Фрагмент текста:
Юм считал, что нет науки важнее, ибо как мы можем познать мир, если не поймем самих себя? Согласно Юму, эта задача сложна, а то и неподъемна, ибо мы не способны в полной мере выйти за пределы самих себя (как фотоаппарат не может сфотографировать себя). Философы могут лишь констатировать, что «нечто ощущается умом».
Да, это был скептик. Сомневался во всем подряд, даже в собственных сомнениях. Неудивительно, что он был неверующим. Это стоило ему поддержки церкви и двух профессур – но все же, к счастью, не жизни.
Юм был рационалистом, но не в холодном и бездушном смысле слова. «Утоляй страсть к науке, но пусть твоя наука будет человеческой, – призывал он. – Разум – раб страстей и должен быть таковым». Этими скупыми словами он бросил вызов столетиям философской мысли. Большинство философов, начиная с Аристотеля, утверждали, что человека отличает от животных способность разумно мыслить. Однако, пишет Херман, «Юм отметил, что людьми не руководят и никогда не руководили разумные способности». Согласно Юму, разум не определяет, что мы хотим, но лишь то, как мы это добываем.
Все эти радикальные идеи Юм высказывал с улыбкой, ибо, в отличие от многих своих строгих коллег, находил в философии радость. В письме к другу он признавался: «Наибольшее Счастье для меня – чтение, прогулки, ничегонеделание и дремота, которую я называю размышлением». Юм неделями не выходил из кабинета, читая и думая, после чего снова появлялся на людях, «целиком и полностью готовый жить, разговаривать и действовать в повседневной жизни, подобно остальным людям». Он был завсегдатаем эдинбургских таверн и многих клубов.
Юм отличался не только общительностью, но и неугомонностью. Одно время он жил в Лондоне, находя странное удовольствие в статусе аутсайдера. Из письма другу: «Здесь некоторые ненавидят меня, поскольку я из вигов, а некоторые – поскольку я атеист. Все ненавидят меня за то, что я шотландец». Жил он и в Париже. Le bon David[44], как его прозвали, посещал местные салоны, где полемизировал с Руссо, Дидро и прочими интеллектуальными гигантами. Недолгое время он даже подумывал, не стать ли ему французским гражданином, но это было чересчур. Юм вернулся в Эдинбург.
Тамошняя демократическая стихия была ему очень близка – обстановка, в которой кузнец и профессор делили одно социальное пространство, а зачастую и одну бутылку вина. Юм был убежден, что такая социальная прозрачность стимулирует шотландский гений, ибо «эпоха, которая порождает великих философов и политиков, видных военачальников и поэтов, обычно изобилует умелыми ткачами и кораблестроителями».

Исходные данные:
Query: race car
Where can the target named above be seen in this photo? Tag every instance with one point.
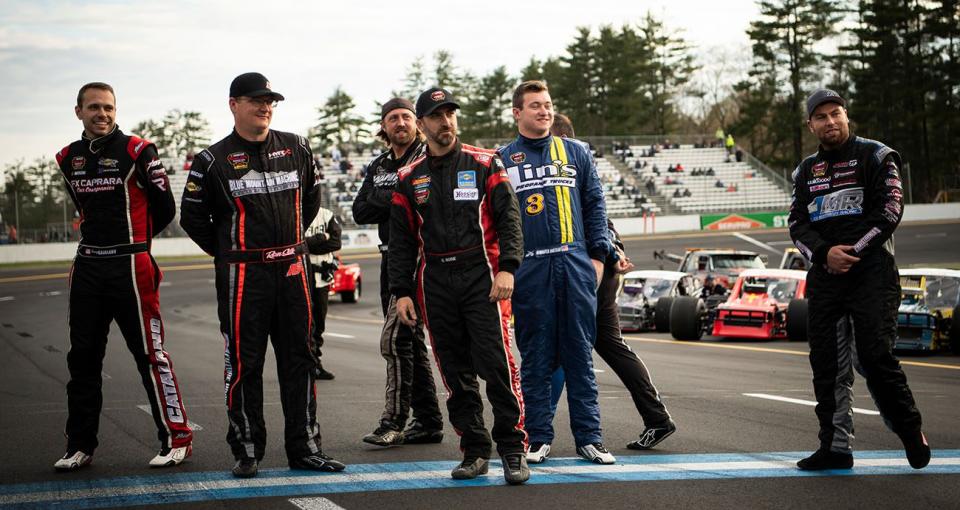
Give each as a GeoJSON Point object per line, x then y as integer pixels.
{"type": "Point", "coordinates": [929, 306]}
{"type": "Point", "coordinates": [764, 303]}
{"type": "Point", "coordinates": [721, 265]}
{"type": "Point", "coordinates": [347, 281]}
{"type": "Point", "coordinates": [647, 295]}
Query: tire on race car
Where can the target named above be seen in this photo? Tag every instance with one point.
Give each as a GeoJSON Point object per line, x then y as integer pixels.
{"type": "Point", "coordinates": [686, 315]}
{"type": "Point", "coordinates": [352, 296]}
{"type": "Point", "coordinates": [797, 313]}
{"type": "Point", "coordinates": [661, 314]}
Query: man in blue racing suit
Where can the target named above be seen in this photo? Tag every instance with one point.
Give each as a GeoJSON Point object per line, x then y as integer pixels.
{"type": "Point", "coordinates": [555, 302]}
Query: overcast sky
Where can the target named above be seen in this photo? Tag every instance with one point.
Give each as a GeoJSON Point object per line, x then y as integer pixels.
{"type": "Point", "coordinates": [180, 54]}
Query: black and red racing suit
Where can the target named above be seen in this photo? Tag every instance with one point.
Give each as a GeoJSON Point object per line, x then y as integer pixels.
{"type": "Point", "coordinates": [248, 204]}
{"type": "Point", "coordinates": [852, 195]}
{"type": "Point", "coordinates": [121, 191]}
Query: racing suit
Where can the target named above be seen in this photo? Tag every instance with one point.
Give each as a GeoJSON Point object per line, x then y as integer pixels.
{"type": "Point", "coordinates": [247, 204]}
{"type": "Point", "coordinates": [323, 238]}
{"type": "Point", "coordinates": [409, 376]}
{"type": "Point", "coordinates": [852, 195]}
{"type": "Point", "coordinates": [121, 191]}
{"type": "Point", "coordinates": [458, 215]}
{"type": "Point", "coordinates": [555, 300]}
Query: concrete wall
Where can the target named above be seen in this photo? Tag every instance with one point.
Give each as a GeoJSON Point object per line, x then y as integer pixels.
{"type": "Point", "coordinates": [367, 239]}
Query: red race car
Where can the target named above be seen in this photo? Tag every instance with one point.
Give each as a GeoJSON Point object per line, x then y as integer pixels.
{"type": "Point", "coordinates": [347, 281]}
{"type": "Point", "coordinates": [763, 303]}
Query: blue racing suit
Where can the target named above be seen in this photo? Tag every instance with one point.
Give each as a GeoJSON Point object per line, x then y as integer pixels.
{"type": "Point", "coordinates": [554, 301]}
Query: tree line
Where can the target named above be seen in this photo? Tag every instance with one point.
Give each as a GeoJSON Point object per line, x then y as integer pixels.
{"type": "Point", "coordinates": [896, 62]}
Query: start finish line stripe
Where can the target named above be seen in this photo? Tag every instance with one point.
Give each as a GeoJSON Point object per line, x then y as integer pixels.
{"type": "Point", "coordinates": [208, 486]}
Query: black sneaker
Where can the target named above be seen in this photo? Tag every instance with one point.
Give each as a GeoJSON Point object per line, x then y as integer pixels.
{"type": "Point", "coordinates": [652, 436]}
{"type": "Point", "coordinates": [515, 470]}
{"type": "Point", "coordinates": [470, 468]}
{"type": "Point", "coordinates": [417, 433]}
{"type": "Point", "coordinates": [826, 459]}
{"type": "Point", "coordinates": [317, 462]}
{"type": "Point", "coordinates": [918, 451]}
{"type": "Point", "coordinates": [387, 434]}
{"type": "Point", "coordinates": [246, 467]}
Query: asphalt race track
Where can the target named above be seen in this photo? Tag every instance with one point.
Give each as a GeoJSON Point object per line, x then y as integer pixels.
{"type": "Point", "coordinates": [743, 409]}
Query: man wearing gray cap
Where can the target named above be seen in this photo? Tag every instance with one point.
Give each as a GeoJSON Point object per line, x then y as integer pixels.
{"type": "Point", "coordinates": [847, 201]}
{"type": "Point", "coordinates": [247, 202]}
{"type": "Point", "coordinates": [409, 375]}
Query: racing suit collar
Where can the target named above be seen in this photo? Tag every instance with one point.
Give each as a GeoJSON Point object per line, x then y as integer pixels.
{"type": "Point", "coordinates": [97, 144]}
{"type": "Point", "coordinates": [839, 152]}
{"type": "Point", "coordinates": [247, 144]}
{"type": "Point", "coordinates": [536, 142]}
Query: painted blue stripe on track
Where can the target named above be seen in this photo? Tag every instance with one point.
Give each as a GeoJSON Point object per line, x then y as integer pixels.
{"type": "Point", "coordinates": [151, 490]}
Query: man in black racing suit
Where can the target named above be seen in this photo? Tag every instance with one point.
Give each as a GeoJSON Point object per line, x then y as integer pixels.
{"type": "Point", "coordinates": [847, 201]}
{"type": "Point", "coordinates": [409, 384]}
{"type": "Point", "coordinates": [247, 202]}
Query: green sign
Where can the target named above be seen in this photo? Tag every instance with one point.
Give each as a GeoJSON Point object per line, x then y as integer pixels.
{"type": "Point", "coordinates": [743, 221]}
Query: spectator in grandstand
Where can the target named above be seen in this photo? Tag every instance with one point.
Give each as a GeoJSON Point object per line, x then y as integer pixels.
{"type": "Point", "coordinates": [566, 240]}
{"type": "Point", "coordinates": [409, 376]}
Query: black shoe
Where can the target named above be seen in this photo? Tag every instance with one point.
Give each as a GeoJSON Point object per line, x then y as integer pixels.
{"type": "Point", "coordinates": [417, 433]}
{"type": "Point", "coordinates": [652, 436]}
{"type": "Point", "coordinates": [470, 468]}
{"type": "Point", "coordinates": [387, 434]}
{"type": "Point", "coordinates": [515, 470]}
{"type": "Point", "coordinates": [245, 467]}
{"type": "Point", "coordinates": [918, 451]}
{"type": "Point", "coordinates": [317, 462]}
{"type": "Point", "coordinates": [826, 459]}
{"type": "Point", "coordinates": [322, 374]}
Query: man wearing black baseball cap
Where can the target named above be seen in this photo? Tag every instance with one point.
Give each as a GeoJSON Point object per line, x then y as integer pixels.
{"type": "Point", "coordinates": [409, 384]}
{"type": "Point", "coordinates": [847, 202]}
{"type": "Point", "coordinates": [247, 202]}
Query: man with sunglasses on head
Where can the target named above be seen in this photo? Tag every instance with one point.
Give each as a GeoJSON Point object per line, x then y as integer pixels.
{"type": "Point", "coordinates": [247, 202]}
{"type": "Point", "coordinates": [410, 383]}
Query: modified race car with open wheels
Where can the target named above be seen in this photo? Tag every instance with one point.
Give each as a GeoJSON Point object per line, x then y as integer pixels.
{"type": "Point", "coordinates": [929, 308]}
{"type": "Point", "coordinates": [764, 303]}
{"type": "Point", "coordinates": [647, 296]}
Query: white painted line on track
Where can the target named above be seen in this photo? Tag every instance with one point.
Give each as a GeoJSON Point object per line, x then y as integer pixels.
{"type": "Point", "coordinates": [315, 504]}
{"type": "Point", "coordinates": [811, 403]}
{"type": "Point", "coordinates": [765, 246]}
{"type": "Point", "coordinates": [146, 408]}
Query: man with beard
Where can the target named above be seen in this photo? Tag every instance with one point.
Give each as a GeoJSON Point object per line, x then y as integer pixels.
{"type": "Point", "coordinates": [121, 190]}
{"type": "Point", "coordinates": [847, 201]}
{"type": "Point", "coordinates": [247, 202]}
{"type": "Point", "coordinates": [409, 376]}
{"type": "Point", "coordinates": [610, 344]}
{"type": "Point", "coordinates": [565, 243]}
{"type": "Point", "coordinates": [454, 210]}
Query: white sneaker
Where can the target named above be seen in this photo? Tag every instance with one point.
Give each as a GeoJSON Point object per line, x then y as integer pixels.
{"type": "Point", "coordinates": [73, 461]}
{"type": "Point", "coordinates": [171, 456]}
{"type": "Point", "coordinates": [537, 453]}
{"type": "Point", "coordinates": [596, 453]}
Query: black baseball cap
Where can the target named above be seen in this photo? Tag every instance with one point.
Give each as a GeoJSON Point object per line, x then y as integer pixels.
{"type": "Point", "coordinates": [434, 98]}
{"type": "Point", "coordinates": [252, 85]}
{"type": "Point", "coordinates": [821, 96]}
{"type": "Point", "coordinates": [393, 104]}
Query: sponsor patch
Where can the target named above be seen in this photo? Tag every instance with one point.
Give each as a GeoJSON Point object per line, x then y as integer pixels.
{"type": "Point", "coordinates": [421, 195]}
{"type": "Point", "coordinates": [839, 203]}
{"type": "Point", "coordinates": [466, 194]}
{"type": "Point", "coordinates": [282, 153]}
{"type": "Point", "coordinates": [466, 179]}
{"type": "Point", "coordinates": [819, 169]}
{"type": "Point", "coordinates": [239, 160]}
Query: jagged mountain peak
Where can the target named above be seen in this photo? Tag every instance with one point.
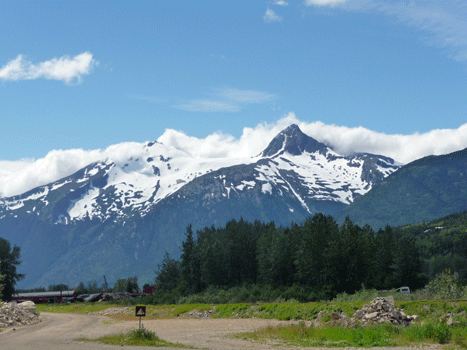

Задание A: Сократите абзац фрагмента о Юме, который начинается словами «Юм отличался не только общительностью», и оформите его в виде списка, сохранив основные факты.
Задание B:
Ответьте на вопросы по фрагменту о Юме. Каждый ответ начните с новой строки и отметьте так же, как вопрос.
(i) С чем Юм сравнивает неспособность человека выйти за пределы самого себя?
(ii) Чего стоило Юму его неверие?
(iii) Что, согласно Юму, определяет разум?

Ответ A:
- Юм был общительным и неугомонным человеком.
- Некоторое время он жил в Лондоне и находил странное удовольствие в роли аутсайдера. По его словам, одни ненавидели его как вига, другие как атеиста, а все — как шотландца.
- Он жил и в Париже, где его прозвали Le bon David. Там он бывал в салонах и спорил с Руссо, Дидро и другими интеллектуалами.
- Юм недолго подумывал о французском гражданстве, но это оказалось чересчур, и он вернулся в Эдинбург.

Ответ B:
(i) С фотоаппаратом, который не может сфотографировать себя.
(ii) Поддержки церкви и двух профессур.
(iii) Разум определяет не то, чего мы хотим, а лишь то, как мы это добываем.